◆ Exercise objective ◆
Please copy the items below, swapping each "Identify" for "Mark" and changing nothing else.

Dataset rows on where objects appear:
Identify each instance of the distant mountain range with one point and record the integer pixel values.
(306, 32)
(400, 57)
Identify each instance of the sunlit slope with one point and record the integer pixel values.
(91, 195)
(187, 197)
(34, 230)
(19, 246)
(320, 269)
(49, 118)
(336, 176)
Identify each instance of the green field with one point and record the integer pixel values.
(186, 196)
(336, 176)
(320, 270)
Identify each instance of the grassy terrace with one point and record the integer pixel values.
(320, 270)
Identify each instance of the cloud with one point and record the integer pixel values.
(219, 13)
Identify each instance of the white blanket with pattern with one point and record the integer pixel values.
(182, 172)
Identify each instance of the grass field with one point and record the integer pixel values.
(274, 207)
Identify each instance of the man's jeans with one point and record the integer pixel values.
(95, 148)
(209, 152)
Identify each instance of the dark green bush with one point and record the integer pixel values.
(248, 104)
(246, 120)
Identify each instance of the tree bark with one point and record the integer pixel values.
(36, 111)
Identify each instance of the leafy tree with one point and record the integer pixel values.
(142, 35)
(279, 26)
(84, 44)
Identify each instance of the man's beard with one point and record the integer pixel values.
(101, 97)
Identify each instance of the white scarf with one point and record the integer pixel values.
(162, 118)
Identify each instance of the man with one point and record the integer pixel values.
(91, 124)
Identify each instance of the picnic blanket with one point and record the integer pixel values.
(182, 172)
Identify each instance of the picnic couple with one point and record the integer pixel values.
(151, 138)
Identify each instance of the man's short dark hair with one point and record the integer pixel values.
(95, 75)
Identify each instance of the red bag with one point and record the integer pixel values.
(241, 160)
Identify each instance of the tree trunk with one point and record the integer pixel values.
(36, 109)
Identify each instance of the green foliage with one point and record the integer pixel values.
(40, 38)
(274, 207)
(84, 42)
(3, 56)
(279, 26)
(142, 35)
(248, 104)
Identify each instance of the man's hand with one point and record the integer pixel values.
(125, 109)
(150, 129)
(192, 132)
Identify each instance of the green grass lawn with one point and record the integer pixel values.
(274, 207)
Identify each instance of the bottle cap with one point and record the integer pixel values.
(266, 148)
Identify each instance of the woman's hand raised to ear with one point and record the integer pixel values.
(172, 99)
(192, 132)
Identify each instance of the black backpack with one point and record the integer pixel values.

◆ Full response ◆
Mark each instance of the distant mountain range with one point and record the integer pixel values.
(306, 32)
(400, 57)
Mark each instance of the sunlit slope with one point and record the integer pixel values.
(91, 195)
(187, 197)
(34, 230)
(19, 246)
(320, 269)
(49, 118)
(336, 176)
Mark each instance of the green field with one point and record the integer pixel values.
(186, 196)
(336, 176)
(320, 270)
Mark each instance of the grassy terrace with one point and record the integer pixel values.
(320, 270)
Mark each instance of the cloud with one point and record the integer pixel values.
(219, 13)
Mark each instance of the white blanket with pattern with one point and record the integer pixel values.
(182, 172)
Mark each instance of the grass field with one point and record the integer pixel values.
(274, 207)
Mark each instance of the man's jeans with one point and record the integer pixel values.
(95, 148)
(209, 152)
Mark each instance of the dark green bush with one point and record the integer pixel values.
(248, 104)
(246, 120)
Mark each instance of the tree bark with one point and record the integer pixel values.
(36, 111)
Mark each instance of the leafy tree with one point and record the integer pixel values.
(142, 35)
(279, 26)
(84, 44)
Mark each instance of the man's beard with one point and record the integer pixel values.
(101, 97)
Mark each instance of the white scarf with one point and record the integer pixel values.
(162, 118)
Mark each instance of the man with one point and record the integer pixel values.
(91, 124)
Mark each instance of the picnic blanket with one point and record the integer pixel values.
(182, 172)
Mark each instance of the picnic couple with one point and record the integer pixel values.
(151, 138)
Mark each instance of the man's short dark hair with one point and record the integer pixel values.
(95, 75)
Mark each instance of the red bag with one point and record the integer pixel values.
(241, 160)
Mark each instance of the tree trunk with one point and record the integer pixel values.
(36, 109)
Mark each instance of the green foliage with one point and record the integer pixel values.
(40, 38)
(274, 207)
(84, 42)
(3, 56)
(279, 26)
(142, 35)
(248, 104)
Mark each instance of the man's hand with one point and record the integer pixel values.
(125, 109)
(150, 129)
(192, 132)
Mark each instance of the green grass lawn with one point and record the integer pixel values.
(274, 207)
Mark each instance of the bottle cap with one point and record the integer pixel values.
(266, 148)
Mark each instance of the woman's hand raised to ear with one point and record the integer pixel values.
(172, 99)
(192, 132)
Mark each instance of the black backpack with one point and record the integer pixel values.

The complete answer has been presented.